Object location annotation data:
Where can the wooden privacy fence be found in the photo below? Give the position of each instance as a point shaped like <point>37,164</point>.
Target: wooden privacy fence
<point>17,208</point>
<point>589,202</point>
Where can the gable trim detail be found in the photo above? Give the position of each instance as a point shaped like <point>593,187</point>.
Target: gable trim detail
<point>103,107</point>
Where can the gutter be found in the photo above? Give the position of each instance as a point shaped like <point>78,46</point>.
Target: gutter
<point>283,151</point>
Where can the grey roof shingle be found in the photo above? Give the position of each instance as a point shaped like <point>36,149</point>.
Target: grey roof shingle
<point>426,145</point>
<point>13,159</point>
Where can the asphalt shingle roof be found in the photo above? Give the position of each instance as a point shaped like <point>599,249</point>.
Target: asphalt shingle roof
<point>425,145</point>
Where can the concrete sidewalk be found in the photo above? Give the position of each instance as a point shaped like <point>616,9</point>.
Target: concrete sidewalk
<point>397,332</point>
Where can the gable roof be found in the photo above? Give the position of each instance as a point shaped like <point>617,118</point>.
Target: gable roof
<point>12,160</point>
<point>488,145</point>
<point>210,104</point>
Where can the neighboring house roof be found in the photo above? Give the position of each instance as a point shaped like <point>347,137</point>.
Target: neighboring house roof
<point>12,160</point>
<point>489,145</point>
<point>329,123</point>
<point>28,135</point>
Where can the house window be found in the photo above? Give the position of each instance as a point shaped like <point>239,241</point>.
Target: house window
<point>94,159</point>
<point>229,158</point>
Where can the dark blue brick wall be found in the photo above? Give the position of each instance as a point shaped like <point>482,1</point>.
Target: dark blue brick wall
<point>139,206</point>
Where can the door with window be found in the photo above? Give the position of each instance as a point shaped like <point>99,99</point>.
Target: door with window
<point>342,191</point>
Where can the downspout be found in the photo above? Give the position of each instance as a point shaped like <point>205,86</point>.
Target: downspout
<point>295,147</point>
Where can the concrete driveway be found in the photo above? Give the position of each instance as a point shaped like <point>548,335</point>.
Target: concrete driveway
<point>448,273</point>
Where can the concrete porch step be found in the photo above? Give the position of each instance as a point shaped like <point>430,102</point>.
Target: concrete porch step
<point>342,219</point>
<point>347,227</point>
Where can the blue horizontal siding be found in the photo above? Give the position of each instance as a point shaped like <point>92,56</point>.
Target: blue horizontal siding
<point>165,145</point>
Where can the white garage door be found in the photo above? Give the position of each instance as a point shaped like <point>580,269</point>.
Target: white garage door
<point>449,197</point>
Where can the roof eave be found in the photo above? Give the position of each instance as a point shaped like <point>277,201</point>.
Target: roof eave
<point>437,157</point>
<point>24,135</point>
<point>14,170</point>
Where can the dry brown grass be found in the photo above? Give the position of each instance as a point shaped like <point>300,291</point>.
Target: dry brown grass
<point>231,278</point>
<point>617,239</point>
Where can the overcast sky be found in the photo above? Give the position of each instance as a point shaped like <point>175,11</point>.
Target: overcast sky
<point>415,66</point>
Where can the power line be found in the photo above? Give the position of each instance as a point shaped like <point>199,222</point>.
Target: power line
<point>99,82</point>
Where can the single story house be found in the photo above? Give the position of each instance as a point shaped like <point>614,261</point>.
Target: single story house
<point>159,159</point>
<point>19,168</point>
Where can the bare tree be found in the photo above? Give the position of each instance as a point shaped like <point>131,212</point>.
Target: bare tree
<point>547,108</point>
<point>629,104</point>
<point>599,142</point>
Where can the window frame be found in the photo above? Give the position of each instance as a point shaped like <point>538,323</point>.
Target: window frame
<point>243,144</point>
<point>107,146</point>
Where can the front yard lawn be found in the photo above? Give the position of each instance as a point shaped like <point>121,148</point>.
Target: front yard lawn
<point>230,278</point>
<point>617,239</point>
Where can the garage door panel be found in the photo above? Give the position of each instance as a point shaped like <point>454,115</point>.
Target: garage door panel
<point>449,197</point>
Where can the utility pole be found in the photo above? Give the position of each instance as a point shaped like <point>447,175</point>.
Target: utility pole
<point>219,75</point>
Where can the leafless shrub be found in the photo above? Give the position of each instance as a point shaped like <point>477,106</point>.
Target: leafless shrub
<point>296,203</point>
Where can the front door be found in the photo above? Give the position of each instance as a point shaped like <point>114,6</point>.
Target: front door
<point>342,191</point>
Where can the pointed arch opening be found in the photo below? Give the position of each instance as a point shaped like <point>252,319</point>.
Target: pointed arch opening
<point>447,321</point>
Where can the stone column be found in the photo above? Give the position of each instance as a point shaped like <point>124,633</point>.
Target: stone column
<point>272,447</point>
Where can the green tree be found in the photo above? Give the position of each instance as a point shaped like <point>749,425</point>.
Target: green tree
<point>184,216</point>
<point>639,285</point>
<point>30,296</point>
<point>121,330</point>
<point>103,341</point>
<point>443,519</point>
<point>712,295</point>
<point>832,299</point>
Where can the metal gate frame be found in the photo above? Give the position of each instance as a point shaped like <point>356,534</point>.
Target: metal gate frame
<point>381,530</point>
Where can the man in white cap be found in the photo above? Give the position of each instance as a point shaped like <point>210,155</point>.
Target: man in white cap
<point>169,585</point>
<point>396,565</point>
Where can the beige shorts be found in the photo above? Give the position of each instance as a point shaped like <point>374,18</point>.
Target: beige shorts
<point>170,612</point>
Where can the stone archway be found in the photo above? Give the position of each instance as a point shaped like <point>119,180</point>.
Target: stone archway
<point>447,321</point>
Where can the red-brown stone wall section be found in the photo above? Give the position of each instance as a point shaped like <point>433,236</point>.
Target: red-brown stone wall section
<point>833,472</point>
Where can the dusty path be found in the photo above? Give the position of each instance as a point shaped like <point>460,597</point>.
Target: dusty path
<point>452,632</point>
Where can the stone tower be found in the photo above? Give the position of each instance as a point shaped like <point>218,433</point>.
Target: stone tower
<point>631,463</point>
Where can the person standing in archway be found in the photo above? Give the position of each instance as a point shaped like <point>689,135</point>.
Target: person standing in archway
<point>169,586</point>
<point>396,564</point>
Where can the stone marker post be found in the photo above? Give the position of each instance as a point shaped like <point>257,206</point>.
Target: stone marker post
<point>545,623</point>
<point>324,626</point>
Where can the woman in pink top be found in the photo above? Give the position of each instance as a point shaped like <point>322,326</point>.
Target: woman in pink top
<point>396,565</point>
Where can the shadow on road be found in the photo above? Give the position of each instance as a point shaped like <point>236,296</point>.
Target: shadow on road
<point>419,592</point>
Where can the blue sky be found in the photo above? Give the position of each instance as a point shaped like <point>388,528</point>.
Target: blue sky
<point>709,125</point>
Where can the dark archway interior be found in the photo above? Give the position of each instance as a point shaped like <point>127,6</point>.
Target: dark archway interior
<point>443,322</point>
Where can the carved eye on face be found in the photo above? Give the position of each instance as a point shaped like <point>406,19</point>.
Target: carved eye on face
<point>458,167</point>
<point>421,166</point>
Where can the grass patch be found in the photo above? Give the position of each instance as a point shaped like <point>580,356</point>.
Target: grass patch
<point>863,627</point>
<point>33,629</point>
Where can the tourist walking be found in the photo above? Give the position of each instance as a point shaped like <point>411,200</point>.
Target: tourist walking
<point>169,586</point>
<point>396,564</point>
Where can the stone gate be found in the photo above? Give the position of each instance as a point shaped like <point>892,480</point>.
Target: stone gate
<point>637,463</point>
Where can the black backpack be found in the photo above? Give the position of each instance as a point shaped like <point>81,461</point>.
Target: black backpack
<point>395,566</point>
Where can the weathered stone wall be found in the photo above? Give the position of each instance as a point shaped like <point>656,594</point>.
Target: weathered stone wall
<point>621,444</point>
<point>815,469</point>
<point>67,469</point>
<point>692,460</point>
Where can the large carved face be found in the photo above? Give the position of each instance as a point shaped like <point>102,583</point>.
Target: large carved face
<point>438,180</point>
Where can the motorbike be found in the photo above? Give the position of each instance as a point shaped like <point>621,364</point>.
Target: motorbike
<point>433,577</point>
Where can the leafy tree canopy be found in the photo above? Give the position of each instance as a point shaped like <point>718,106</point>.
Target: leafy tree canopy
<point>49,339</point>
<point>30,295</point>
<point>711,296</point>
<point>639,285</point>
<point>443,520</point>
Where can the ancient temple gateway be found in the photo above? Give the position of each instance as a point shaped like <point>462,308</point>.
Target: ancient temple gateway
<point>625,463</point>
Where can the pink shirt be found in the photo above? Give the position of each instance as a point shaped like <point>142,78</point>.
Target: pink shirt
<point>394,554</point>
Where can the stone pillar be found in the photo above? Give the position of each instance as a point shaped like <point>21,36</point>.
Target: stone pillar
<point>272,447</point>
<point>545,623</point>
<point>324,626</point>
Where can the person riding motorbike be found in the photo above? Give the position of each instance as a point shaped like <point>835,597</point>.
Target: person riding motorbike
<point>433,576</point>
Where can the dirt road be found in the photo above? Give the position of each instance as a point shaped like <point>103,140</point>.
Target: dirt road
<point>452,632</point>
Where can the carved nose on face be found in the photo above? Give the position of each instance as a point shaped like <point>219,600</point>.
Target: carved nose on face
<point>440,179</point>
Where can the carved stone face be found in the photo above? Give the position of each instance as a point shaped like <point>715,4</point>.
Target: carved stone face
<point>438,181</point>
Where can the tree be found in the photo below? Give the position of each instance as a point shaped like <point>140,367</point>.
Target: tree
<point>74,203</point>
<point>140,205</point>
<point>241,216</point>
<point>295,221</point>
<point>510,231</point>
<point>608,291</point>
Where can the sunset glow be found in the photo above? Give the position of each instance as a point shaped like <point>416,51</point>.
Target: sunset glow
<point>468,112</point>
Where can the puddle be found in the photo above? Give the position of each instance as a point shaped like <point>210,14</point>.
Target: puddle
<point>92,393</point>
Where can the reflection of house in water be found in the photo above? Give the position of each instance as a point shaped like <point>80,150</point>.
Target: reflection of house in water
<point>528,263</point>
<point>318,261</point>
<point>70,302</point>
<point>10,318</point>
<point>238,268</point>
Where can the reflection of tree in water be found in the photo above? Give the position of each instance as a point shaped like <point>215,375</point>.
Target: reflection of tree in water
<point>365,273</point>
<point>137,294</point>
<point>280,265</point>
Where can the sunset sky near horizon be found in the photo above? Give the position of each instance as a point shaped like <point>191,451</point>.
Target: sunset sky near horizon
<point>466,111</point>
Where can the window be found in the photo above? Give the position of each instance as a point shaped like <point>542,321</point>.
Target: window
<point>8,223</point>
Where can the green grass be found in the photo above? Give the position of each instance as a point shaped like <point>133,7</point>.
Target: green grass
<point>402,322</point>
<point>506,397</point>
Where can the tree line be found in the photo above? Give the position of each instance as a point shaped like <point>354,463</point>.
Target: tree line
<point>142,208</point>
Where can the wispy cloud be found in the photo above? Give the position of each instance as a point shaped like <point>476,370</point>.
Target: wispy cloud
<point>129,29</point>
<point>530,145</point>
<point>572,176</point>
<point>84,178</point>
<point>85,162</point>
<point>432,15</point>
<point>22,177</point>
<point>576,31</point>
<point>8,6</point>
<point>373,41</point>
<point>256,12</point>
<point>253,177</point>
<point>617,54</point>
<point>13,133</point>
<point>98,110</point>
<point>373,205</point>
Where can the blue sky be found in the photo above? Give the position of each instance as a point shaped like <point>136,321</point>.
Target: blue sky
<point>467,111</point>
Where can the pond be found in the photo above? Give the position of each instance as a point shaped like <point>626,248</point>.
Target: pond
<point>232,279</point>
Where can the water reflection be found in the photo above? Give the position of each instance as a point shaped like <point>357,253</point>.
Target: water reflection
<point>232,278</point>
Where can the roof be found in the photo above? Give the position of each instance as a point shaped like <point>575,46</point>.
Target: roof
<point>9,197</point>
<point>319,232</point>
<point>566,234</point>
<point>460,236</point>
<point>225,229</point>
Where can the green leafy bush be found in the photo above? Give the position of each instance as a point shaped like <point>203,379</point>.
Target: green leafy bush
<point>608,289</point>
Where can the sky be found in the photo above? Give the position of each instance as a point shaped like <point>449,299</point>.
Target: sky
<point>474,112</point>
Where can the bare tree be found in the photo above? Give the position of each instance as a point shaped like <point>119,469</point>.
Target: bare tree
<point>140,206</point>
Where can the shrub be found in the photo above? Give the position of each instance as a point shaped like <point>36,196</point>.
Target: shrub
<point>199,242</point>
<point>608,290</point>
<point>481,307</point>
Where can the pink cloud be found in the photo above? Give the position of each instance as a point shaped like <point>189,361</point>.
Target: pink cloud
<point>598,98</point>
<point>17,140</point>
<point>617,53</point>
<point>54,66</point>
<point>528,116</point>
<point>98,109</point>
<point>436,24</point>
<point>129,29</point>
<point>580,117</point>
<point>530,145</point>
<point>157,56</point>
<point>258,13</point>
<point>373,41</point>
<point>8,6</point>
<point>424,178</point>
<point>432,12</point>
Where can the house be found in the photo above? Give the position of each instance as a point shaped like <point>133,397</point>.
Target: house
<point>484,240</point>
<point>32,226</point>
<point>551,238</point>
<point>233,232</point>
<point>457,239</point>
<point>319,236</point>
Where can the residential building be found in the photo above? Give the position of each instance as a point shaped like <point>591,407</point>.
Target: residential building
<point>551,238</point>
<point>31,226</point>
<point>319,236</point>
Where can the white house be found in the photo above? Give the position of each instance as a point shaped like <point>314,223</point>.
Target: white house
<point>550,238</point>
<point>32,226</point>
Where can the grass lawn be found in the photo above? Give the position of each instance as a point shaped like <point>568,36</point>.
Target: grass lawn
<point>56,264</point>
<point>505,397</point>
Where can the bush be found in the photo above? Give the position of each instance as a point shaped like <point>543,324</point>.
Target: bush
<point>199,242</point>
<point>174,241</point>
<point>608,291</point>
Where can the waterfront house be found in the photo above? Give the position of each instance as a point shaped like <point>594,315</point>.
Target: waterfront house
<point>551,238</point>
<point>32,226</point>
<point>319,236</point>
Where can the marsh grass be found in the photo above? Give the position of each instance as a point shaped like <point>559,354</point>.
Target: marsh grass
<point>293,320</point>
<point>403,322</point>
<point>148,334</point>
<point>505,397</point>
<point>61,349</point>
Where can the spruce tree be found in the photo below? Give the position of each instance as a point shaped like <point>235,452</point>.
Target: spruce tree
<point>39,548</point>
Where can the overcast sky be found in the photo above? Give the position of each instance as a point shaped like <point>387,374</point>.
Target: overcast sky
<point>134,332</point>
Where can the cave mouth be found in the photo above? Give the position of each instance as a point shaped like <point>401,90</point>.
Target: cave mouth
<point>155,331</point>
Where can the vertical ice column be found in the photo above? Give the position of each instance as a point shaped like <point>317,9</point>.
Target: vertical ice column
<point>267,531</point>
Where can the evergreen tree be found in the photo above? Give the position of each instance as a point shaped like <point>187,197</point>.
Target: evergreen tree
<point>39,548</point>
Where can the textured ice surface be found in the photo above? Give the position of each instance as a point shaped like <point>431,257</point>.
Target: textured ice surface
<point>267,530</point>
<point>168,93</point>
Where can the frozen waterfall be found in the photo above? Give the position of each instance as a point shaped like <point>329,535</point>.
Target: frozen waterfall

What is expected |
Output the lines from the line with "Where can the metal" up to and including the line with "<point>381,530</point>" as a Markdown table with the columns No. and Line, numbering each row and omitting blank lines. Include no other lines.

Reply to the task |
| No. | Line |
|---|---|
| 1 | Where can the metal gate frame be found in the photo above? Give the position of each instance as a point shaped like <point>356,534</point>. |
| 2 | Target: metal gate frame |
| 3 | <point>381,530</point> |